Your response should consist of one number, the count of lines below that contain "wearing".

Segment Start: Source material

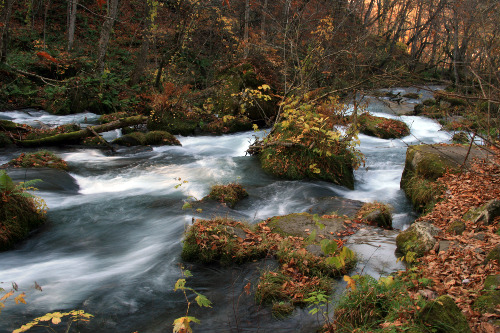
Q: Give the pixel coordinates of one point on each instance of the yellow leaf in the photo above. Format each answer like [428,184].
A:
[20,298]
[350,282]
[4,297]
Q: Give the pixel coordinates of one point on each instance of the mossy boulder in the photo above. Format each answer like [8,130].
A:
[457,227]
[442,315]
[293,162]
[380,127]
[490,299]
[460,137]
[303,224]
[39,159]
[377,213]
[228,124]
[418,238]
[229,194]
[132,139]
[20,213]
[4,140]
[485,214]
[425,164]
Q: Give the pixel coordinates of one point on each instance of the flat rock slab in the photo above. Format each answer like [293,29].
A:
[455,154]
[302,224]
[336,205]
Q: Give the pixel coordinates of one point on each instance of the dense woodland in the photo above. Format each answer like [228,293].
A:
[119,55]
[185,67]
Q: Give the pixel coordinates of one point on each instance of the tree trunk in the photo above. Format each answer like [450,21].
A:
[6,12]
[75,137]
[141,60]
[72,5]
[107,26]
[245,32]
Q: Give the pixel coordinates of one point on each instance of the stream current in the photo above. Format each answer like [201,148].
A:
[113,241]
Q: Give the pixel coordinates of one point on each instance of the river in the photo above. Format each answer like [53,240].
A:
[113,241]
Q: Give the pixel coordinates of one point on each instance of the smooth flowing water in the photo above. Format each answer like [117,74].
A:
[112,245]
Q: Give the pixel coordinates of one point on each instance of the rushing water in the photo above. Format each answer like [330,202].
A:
[112,245]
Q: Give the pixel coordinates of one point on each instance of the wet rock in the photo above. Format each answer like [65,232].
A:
[426,163]
[335,205]
[380,127]
[315,250]
[480,236]
[302,224]
[443,316]
[456,227]
[418,238]
[488,212]
[379,217]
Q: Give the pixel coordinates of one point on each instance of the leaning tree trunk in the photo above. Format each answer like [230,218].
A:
[72,5]
[77,136]
[5,13]
[107,26]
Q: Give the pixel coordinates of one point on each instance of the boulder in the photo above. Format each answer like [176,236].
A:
[418,238]
[488,212]
[443,316]
[426,163]
[456,227]
[303,224]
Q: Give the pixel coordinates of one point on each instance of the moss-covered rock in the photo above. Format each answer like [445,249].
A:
[39,159]
[380,127]
[425,164]
[4,140]
[460,137]
[294,163]
[377,213]
[302,224]
[161,138]
[485,214]
[229,194]
[456,227]
[418,238]
[443,316]
[20,213]
[228,124]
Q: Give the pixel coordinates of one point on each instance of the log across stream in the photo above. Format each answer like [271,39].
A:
[112,245]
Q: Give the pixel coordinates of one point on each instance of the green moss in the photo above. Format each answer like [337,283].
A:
[377,213]
[4,140]
[209,241]
[132,139]
[228,124]
[39,159]
[443,316]
[294,163]
[282,310]
[19,215]
[373,302]
[107,118]
[229,194]
[382,127]
[161,138]
[494,254]
[43,133]
[276,286]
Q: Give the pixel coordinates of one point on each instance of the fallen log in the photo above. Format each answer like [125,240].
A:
[77,136]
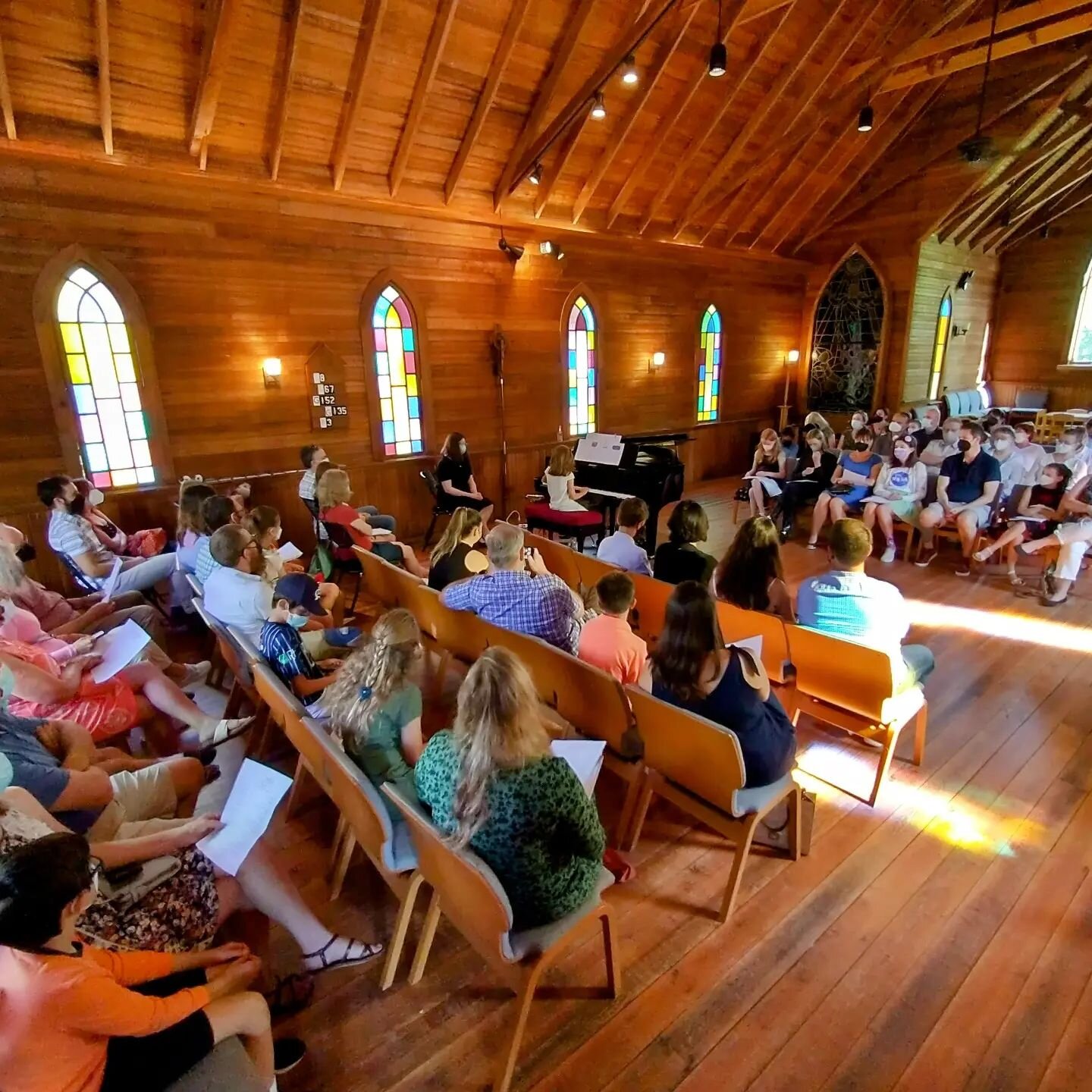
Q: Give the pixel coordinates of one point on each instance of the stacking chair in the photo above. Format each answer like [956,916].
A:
[853,687]
[698,766]
[468,891]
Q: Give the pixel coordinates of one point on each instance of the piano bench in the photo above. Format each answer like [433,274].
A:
[576,524]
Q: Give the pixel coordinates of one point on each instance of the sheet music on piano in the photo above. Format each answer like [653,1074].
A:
[603,448]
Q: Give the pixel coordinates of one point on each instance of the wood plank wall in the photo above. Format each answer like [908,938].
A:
[228,275]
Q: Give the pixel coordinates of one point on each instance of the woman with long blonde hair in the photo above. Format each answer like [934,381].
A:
[491,783]
[375,702]
[454,557]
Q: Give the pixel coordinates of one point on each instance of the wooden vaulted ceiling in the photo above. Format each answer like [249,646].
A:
[447,105]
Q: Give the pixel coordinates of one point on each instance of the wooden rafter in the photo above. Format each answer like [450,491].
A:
[628,44]
[487,97]
[215,54]
[103,58]
[441,27]
[560,60]
[660,61]
[284,92]
[374,11]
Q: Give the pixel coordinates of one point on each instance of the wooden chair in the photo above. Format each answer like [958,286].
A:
[466,890]
[698,766]
[854,688]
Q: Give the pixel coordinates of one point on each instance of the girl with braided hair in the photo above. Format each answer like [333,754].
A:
[375,704]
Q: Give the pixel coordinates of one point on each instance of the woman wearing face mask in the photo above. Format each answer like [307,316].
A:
[856,473]
[811,475]
[456,475]
[899,493]
[768,466]
[1037,516]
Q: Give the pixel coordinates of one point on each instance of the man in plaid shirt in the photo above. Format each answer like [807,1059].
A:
[533,602]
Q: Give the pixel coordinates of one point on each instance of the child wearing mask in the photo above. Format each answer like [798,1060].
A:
[1037,516]
[899,493]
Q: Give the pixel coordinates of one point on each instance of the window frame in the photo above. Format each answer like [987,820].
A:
[54,275]
[375,287]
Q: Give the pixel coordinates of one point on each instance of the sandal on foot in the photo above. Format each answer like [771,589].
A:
[365,953]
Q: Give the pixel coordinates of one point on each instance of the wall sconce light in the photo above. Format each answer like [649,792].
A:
[271,370]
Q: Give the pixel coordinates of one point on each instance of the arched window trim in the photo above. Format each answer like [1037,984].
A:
[593,304]
[47,288]
[938,359]
[409,294]
[702,359]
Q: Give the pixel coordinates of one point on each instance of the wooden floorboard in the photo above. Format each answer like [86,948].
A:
[940,940]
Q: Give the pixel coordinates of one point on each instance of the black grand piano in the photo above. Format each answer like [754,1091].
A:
[650,469]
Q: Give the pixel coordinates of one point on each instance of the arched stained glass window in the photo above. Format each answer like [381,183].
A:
[397,374]
[940,347]
[104,384]
[709,366]
[581,364]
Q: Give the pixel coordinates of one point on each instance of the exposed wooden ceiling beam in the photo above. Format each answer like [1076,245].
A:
[660,61]
[972,58]
[295,15]
[220,36]
[615,56]
[487,97]
[441,27]
[372,15]
[103,57]
[560,60]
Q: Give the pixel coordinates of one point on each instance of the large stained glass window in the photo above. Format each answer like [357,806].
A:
[397,374]
[581,366]
[709,366]
[940,347]
[103,380]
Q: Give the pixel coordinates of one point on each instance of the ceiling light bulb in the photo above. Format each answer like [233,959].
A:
[719,59]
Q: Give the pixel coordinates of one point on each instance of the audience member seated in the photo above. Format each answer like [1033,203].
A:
[109,1020]
[767,472]
[456,475]
[1037,516]
[606,642]
[520,595]
[692,669]
[751,575]
[858,471]
[139,694]
[491,784]
[565,495]
[620,548]
[70,534]
[965,489]
[375,704]
[846,603]
[312,456]
[454,556]
[898,495]
[813,474]
[678,558]
[334,495]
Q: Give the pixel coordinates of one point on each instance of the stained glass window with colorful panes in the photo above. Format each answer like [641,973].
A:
[397,375]
[709,366]
[581,367]
[104,384]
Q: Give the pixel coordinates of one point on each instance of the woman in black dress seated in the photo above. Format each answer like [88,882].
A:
[454,557]
[692,669]
[678,560]
[458,487]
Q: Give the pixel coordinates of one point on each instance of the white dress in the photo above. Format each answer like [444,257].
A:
[558,489]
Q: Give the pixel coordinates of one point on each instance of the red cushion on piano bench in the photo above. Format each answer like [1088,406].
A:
[541,513]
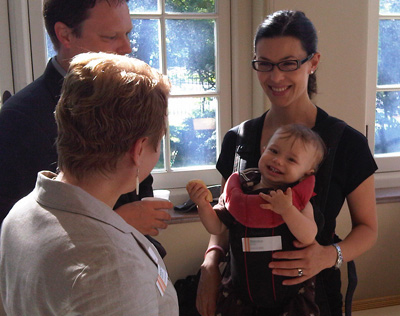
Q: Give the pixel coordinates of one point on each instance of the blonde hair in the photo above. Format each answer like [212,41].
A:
[107,103]
[307,136]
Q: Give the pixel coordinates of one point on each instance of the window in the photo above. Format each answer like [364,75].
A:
[183,41]
[384,53]
[189,41]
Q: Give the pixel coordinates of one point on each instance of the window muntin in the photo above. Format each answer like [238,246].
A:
[387,110]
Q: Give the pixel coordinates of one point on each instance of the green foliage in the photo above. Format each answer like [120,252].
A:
[190,147]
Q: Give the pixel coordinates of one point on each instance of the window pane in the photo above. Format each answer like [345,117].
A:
[145,41]
[160,164]
[193,6]
[191,55]
[388,52]
[192,124]
[387,122]
[143,6]
[389,6]
[49,47]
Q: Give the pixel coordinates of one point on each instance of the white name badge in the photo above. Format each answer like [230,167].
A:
[162,280]
[152,254]
[258,244]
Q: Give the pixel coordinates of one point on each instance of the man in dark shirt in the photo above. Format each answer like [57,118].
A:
[27,126]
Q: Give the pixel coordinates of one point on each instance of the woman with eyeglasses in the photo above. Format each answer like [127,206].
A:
[286,59]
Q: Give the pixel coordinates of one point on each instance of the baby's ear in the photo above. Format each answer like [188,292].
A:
[307,174]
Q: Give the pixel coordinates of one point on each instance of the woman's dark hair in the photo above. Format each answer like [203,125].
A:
[294,24]
[70,12]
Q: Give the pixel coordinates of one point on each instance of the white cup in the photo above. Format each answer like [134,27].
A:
[150,198]
[163,194]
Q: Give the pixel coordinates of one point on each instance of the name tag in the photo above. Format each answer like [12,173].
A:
[258,244]
[162,280]
[152,254]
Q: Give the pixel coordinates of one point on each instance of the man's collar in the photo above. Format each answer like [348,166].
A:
[58,66]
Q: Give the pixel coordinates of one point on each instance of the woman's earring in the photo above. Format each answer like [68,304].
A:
[137,183]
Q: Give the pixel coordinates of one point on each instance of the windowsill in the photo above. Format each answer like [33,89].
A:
[387,195]
[383,196]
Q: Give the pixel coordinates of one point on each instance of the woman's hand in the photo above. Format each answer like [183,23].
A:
[311,260]
[210,280]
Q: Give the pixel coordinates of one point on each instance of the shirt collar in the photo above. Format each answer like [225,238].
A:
[58,66]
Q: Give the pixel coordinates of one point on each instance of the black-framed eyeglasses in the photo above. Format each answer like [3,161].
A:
[286,65]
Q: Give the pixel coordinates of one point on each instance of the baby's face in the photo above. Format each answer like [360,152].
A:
[286,160]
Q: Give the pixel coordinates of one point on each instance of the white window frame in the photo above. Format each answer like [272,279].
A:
[388,174]
[6,78]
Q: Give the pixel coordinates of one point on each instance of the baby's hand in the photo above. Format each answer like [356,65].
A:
[278,201]
[198,192]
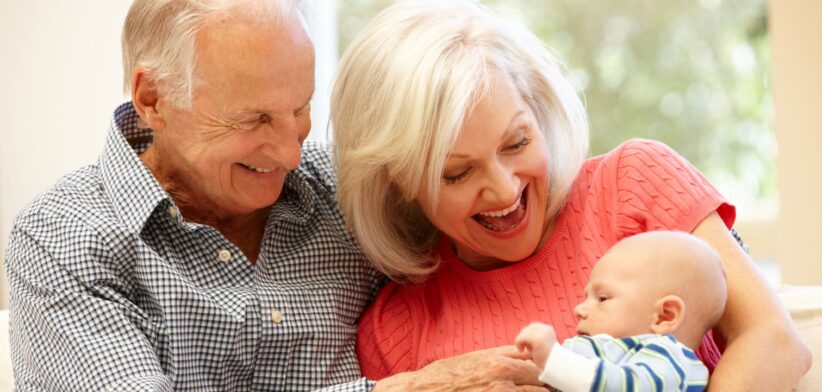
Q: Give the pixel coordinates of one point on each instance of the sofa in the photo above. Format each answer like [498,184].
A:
[804,303]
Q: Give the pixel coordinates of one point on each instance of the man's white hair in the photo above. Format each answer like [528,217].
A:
[161,36]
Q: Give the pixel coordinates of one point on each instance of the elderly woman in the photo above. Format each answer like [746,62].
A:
[461,154]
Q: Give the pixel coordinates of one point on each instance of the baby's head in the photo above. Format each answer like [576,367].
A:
[659,282]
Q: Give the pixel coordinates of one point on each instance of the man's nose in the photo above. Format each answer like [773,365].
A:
[284,141]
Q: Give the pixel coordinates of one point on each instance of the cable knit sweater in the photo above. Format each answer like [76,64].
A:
[640,186]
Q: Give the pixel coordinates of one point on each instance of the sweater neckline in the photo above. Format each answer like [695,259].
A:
[457,266]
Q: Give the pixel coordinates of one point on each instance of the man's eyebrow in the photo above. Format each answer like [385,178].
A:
[255,111]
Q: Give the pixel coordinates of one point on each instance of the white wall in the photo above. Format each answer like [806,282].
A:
[60,77]
[797,89]
[61,80]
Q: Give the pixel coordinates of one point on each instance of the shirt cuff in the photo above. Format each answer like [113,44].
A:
[568,371]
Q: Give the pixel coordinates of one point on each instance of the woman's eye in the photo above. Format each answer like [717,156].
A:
[526,140]
[453,179]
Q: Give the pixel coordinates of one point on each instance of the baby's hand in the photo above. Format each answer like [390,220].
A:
[538,338]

Segment End: Source material

The completed task: 2